_Aim_
Select every line in the rows below that contains the word "white", and copy each one.

########

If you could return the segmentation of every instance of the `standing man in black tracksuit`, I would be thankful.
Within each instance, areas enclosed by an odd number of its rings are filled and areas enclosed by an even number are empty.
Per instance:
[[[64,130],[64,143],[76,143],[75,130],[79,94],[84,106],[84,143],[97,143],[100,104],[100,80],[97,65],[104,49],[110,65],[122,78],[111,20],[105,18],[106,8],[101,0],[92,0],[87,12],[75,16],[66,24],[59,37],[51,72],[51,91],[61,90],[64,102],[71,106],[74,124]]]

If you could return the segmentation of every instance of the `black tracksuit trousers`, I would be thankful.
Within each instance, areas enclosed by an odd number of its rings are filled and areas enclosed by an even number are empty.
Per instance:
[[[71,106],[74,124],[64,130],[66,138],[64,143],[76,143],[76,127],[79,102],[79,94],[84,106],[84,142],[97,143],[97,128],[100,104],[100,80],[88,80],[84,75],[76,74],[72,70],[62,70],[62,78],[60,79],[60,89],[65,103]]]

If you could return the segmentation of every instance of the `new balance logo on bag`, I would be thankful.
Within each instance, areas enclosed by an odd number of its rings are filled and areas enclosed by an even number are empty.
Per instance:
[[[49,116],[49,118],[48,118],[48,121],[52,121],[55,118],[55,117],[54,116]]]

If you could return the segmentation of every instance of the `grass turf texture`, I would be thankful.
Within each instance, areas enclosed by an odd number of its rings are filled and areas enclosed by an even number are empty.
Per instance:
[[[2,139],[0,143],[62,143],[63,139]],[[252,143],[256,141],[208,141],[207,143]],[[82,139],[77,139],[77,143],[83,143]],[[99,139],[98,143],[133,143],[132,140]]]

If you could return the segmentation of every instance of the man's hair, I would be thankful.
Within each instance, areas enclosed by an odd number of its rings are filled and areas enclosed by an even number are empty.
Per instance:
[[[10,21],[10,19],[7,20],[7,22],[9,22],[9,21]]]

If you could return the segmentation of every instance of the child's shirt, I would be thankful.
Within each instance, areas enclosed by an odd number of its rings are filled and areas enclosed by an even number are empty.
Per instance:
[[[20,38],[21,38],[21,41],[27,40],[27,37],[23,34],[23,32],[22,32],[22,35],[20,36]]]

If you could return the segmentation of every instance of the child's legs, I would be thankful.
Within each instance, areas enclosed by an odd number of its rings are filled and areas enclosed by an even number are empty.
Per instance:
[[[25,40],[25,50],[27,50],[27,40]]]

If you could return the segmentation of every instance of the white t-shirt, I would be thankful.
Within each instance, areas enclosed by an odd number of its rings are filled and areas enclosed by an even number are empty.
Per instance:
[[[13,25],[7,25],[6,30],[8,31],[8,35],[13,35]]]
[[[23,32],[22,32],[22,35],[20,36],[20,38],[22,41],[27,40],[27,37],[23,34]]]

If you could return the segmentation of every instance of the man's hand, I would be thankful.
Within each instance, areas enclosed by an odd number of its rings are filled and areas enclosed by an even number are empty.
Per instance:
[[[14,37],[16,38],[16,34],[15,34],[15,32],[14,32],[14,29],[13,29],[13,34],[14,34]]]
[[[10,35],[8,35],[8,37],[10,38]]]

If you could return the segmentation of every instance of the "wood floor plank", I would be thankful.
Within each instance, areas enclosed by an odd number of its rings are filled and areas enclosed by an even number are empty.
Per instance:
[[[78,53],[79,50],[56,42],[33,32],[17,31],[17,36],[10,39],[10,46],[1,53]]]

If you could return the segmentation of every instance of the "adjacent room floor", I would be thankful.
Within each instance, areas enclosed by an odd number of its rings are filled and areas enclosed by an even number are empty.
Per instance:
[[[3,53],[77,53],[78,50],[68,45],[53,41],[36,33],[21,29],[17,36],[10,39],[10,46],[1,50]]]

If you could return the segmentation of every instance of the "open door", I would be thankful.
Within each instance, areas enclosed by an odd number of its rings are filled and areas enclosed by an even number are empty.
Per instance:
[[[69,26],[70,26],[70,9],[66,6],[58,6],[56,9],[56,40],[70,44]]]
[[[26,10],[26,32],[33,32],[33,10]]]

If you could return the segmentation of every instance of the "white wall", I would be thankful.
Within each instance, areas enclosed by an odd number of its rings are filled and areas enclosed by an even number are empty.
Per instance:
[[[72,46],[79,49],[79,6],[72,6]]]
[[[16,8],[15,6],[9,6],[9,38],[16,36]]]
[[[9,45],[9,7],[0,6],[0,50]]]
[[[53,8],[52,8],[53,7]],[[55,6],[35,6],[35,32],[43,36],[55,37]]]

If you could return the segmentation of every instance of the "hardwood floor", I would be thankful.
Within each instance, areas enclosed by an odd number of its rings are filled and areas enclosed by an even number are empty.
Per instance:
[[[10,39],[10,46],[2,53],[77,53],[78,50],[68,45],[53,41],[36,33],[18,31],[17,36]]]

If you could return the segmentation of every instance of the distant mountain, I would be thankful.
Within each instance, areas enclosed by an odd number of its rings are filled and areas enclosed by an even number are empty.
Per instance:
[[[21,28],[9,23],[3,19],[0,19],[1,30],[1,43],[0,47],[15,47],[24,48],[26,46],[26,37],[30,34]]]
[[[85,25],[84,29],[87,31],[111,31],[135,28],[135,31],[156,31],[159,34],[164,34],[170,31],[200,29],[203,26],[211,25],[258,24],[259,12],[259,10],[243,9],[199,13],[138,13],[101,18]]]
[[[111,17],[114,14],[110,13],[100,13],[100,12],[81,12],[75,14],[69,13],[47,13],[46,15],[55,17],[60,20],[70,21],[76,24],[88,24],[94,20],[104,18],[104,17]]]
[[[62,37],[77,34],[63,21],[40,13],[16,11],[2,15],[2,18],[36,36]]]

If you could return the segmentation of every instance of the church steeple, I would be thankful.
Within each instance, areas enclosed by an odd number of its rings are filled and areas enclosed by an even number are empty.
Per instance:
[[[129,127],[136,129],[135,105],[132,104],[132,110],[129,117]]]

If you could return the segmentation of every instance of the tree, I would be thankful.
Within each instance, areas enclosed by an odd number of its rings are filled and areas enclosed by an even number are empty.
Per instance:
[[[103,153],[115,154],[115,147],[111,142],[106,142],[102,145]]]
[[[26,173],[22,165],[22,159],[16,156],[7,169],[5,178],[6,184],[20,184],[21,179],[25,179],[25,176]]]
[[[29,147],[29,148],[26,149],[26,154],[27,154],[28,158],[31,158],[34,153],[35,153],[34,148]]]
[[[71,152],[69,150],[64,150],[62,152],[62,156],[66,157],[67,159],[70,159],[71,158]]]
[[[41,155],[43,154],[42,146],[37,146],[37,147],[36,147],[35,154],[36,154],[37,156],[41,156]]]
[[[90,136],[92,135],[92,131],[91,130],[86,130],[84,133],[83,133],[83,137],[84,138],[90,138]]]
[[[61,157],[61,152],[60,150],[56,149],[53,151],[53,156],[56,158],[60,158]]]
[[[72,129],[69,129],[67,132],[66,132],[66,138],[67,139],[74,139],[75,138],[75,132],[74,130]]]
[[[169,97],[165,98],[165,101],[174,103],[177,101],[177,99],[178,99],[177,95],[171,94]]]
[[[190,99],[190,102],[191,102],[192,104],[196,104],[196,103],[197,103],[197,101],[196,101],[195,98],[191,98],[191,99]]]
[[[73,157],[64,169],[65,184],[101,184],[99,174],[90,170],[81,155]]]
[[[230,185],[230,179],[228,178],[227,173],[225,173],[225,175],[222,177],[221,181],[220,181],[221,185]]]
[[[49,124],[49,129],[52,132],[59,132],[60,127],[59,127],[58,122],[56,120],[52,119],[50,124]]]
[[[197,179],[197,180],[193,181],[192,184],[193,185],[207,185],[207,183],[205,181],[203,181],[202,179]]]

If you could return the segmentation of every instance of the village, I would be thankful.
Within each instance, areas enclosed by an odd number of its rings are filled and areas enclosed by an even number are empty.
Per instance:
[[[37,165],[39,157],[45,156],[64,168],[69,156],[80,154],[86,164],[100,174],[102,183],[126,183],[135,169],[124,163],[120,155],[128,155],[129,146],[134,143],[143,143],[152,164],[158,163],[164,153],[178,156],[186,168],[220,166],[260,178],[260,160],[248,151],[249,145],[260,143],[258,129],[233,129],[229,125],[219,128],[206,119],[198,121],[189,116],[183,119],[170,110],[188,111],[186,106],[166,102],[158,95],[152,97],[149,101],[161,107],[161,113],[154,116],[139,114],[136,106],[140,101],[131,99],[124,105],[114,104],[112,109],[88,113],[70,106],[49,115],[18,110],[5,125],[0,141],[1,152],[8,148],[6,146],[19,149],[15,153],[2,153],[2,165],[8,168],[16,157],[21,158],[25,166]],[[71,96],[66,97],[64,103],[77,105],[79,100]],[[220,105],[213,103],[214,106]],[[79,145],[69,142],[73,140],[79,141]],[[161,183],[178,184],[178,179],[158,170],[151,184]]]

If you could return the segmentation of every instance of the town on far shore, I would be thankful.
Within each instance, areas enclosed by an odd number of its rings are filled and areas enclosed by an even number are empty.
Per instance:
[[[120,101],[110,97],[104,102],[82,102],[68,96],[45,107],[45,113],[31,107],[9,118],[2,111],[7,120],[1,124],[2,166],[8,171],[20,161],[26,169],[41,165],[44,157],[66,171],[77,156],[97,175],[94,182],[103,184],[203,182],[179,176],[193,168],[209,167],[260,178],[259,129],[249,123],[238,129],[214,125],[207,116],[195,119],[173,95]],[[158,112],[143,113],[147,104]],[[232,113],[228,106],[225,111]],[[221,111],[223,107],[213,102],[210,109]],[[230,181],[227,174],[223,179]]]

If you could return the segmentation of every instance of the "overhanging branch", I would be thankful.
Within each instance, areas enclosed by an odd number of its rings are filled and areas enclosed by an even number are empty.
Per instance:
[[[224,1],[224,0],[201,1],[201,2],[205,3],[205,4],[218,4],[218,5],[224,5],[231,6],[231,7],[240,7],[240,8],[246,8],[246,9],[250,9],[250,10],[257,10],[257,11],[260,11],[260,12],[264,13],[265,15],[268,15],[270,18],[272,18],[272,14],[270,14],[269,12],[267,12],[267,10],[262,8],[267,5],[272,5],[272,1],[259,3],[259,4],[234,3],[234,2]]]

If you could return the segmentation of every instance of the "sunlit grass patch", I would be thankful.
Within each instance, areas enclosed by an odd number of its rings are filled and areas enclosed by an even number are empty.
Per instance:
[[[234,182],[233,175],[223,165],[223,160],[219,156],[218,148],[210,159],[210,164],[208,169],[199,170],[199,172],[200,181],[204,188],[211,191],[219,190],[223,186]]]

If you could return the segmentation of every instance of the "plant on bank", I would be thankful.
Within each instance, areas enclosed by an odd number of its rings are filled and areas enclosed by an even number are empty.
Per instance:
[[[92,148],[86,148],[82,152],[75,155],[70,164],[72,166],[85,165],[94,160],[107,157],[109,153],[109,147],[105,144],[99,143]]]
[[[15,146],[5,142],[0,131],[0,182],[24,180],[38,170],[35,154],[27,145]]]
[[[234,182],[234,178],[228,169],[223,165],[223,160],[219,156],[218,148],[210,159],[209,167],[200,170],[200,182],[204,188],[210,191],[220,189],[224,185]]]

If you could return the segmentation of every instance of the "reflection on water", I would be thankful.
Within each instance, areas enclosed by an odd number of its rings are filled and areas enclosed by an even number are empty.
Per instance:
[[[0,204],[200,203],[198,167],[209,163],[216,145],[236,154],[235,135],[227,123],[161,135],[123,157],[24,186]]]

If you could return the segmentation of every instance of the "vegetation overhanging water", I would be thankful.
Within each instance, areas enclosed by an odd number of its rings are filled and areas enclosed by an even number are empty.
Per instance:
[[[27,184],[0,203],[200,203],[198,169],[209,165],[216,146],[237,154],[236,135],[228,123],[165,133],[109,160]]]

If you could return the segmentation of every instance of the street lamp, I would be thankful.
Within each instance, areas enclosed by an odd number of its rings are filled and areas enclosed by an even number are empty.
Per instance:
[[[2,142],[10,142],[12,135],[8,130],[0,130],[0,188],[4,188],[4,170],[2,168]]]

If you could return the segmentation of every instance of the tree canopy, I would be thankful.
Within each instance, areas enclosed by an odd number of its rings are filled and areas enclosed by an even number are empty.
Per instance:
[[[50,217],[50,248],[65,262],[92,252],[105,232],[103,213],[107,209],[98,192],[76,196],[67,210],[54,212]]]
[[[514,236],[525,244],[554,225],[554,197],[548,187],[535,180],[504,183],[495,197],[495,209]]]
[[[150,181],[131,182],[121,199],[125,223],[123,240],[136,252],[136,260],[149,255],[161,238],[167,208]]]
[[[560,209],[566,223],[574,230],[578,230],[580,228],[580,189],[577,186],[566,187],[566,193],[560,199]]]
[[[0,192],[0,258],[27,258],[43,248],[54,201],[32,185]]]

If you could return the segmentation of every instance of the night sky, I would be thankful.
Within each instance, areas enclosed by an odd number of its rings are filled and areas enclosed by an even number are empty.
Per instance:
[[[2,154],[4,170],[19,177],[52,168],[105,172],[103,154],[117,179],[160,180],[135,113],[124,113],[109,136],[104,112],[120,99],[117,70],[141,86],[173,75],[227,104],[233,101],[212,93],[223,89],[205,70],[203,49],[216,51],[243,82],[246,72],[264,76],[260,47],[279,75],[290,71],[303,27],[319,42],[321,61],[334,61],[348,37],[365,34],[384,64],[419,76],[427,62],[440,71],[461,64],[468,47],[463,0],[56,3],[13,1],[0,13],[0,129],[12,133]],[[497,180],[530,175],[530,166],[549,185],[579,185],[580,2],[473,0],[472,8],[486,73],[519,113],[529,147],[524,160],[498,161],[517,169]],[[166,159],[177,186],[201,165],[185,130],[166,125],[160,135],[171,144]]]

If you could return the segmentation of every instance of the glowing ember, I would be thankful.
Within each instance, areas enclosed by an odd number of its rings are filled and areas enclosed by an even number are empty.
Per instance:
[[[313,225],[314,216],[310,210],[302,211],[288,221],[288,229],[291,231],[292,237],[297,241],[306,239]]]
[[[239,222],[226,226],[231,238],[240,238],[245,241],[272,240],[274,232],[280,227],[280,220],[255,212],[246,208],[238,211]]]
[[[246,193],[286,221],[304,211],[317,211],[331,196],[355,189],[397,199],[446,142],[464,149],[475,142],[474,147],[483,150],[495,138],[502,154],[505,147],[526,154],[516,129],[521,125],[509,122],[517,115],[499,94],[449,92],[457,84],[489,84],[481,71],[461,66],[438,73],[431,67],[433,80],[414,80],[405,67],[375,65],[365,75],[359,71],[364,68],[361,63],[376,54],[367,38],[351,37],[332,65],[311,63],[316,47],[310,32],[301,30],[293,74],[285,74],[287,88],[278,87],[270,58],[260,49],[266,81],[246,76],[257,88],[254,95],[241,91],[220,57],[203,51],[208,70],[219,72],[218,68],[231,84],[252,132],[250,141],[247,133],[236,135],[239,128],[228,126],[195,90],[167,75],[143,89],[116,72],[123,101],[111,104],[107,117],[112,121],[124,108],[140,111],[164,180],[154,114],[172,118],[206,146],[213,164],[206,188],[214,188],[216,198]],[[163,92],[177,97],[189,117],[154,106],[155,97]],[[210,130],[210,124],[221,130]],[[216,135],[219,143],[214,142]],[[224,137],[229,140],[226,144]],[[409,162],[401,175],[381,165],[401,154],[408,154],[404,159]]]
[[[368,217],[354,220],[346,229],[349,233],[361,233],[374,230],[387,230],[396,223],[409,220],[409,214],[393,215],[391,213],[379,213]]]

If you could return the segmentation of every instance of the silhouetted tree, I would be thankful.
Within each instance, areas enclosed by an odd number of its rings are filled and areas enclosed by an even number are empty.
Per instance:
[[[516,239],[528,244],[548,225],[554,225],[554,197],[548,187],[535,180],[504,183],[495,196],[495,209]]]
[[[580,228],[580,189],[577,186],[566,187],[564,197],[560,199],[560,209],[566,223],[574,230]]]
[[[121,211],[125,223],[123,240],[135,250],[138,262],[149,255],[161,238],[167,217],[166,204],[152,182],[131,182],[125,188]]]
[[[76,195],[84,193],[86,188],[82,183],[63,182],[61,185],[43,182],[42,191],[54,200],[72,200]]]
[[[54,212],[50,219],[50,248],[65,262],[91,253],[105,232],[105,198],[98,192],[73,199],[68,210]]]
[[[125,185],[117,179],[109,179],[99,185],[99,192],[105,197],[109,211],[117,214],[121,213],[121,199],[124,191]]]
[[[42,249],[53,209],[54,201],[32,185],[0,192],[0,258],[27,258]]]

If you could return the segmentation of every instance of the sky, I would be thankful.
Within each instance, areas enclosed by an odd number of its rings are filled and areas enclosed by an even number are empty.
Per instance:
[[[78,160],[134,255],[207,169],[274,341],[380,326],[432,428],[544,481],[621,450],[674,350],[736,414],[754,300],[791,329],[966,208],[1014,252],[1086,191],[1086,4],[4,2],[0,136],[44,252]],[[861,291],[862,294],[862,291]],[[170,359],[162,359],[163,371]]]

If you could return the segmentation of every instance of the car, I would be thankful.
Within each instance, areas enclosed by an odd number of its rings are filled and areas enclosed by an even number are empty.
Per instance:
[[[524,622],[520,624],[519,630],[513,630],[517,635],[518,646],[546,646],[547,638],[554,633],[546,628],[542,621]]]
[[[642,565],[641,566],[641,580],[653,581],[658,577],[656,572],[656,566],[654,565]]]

########

_Finished task_
If you could return the segmentation of every instance of the white t-shirt, I would be thankful.
If you could return the segmentation of every instance of the "white wall", I would be thankful.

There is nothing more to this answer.